Document segment>
Job Description
Would like to build an automated process / workflow around summarizing podcast data.
See below details which were found from the inspiration/video of someone else who built this.
Details
Here’s a summary of the YouTube podcast “How to digest 36 weekly podcasts without spending 36 hours listening | Tomasz Tunguz”:
Overview:
Tomasz Tunguz, founder of Theory Ventures, describes his custom-built “Parakeet Podcast Processor,” a terminal-based workflow that lets him extract key insights from 36 weekly podcasts without having to listen to them all in real time.
How the System Works:
Tomasz built a pipeline that:
- Downloads daily podcast files.
- Transcribes audio to text using models like OpenAI’s Whisper and Nvidia’s Parakeet.
- Cleans up transcripts (removes filler words, ensures clarity) using models like Gemma 3.
- Stores transcripts in a local DuckDB database.
- Processes transcripts daily to:
- Create topic and theme summaries
- Extract notable quotes and actionable investment theses (e.g., spotting trends or potential AI tools to invest in for venture capital work)
- Identify company mentions for CRM enrichment and produce tweet/blog post suggestions using AI prompts
Benefits and Customization:
The system is highly hyper-personalized, built in the terminal for:
- Maximum speed and minimal UI friction (Tomasz notes lower latency and ability to script/automate tasks easily)

Items taken from a dataset:
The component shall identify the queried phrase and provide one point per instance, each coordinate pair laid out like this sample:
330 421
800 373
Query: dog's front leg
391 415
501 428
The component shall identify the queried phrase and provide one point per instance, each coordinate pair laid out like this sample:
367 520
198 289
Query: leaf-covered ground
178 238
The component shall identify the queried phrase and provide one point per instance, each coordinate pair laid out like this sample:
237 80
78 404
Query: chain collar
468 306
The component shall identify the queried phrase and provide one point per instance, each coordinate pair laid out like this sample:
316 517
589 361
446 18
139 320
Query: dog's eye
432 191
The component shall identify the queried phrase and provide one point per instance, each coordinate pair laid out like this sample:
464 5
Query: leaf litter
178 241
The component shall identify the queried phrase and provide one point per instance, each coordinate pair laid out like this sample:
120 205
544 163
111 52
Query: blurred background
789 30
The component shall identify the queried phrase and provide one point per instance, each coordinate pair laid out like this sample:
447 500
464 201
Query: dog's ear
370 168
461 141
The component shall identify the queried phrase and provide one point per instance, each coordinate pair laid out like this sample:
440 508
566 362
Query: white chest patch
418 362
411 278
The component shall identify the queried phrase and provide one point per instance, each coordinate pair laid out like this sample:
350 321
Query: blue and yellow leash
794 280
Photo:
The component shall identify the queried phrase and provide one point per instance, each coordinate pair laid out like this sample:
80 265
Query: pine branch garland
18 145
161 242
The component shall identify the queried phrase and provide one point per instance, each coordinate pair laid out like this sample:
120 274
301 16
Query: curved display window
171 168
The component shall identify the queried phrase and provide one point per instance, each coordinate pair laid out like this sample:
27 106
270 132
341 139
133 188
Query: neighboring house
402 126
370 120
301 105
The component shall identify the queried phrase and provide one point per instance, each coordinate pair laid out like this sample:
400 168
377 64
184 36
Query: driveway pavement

Explore the material>
1: In the podcast summarization job description, where does the pipeline store transcripts?
2: Extend the podcast summarization job description from its final line.

Task-by-task answers>
1: In a local DuckDB database.

2:
- End-to-end control by the user, allowing rapid adjustments for new needs
Writing Workflow:
He uses his transcript digest to:
- Extract blog post ideas/topics
- Generate blog post drafts through an AI pipeline, referencing his own previous 2,000 blog posts for style
- Employs an “AP English teacher” grading prompt—blog posts are iteratively improved until the AI gives them an A- or higher, focusing on the hook and conclusion
Tomasz notes that AI struggles to fully match personal writing style or for very short forms (like tweets), but is helpful for overcoming writer’s block and providing structure
AI Tools & Techniques:
- Uses a variety of AI models (OpenAI, Claude, Gemini, Parakeet) and has them “duel”—meaning he’ll have AIs critique each other’s work (“mean girls” technique) to improve quality
- Finds more powerful LLMs outperform classic NLP tools (Stanford NER, etc.) for tasks like company extraction from transcripts
Takeaways:
- Building your own AI-powered pipeline allows tailored insight extraction at scale—especially powerful for knowledge workers or investors monitoring vast content streams
- Off-the-shelf products can’t match the flexibility, integration, or speed of highly-custom terminal solutions, especially when automating multi-step tasks
- AI feedback loops for writing (grading drafts, keeping essential human quirks, iterative improvement) can help professionals scale quality content creation
Final Notes:
Tomasz Tunguz downloads daily podcast files as part of his custom terminal-based workflow, which he calls the “Parakeet Podcast Processor.” Here’s how he does it:
- He maintains a list of 36 podcast RSS feeds that he wants to keep up with.
- Each day, his system goes through each feed, downloads the new podcast episode files, and saves them locally.
- The system is mostly comprised of custom scripts that run on his local computer (often via the terminal for speed and automation).
- The process uses tools like FFmpeg for audio file handling and conversion.
- After downloading, the workflow sends the audio files through transcription models (initially OpenAI’s Whisper, later Nvidia’s Parakeet), and the transcripts are further processed for summaries and insights.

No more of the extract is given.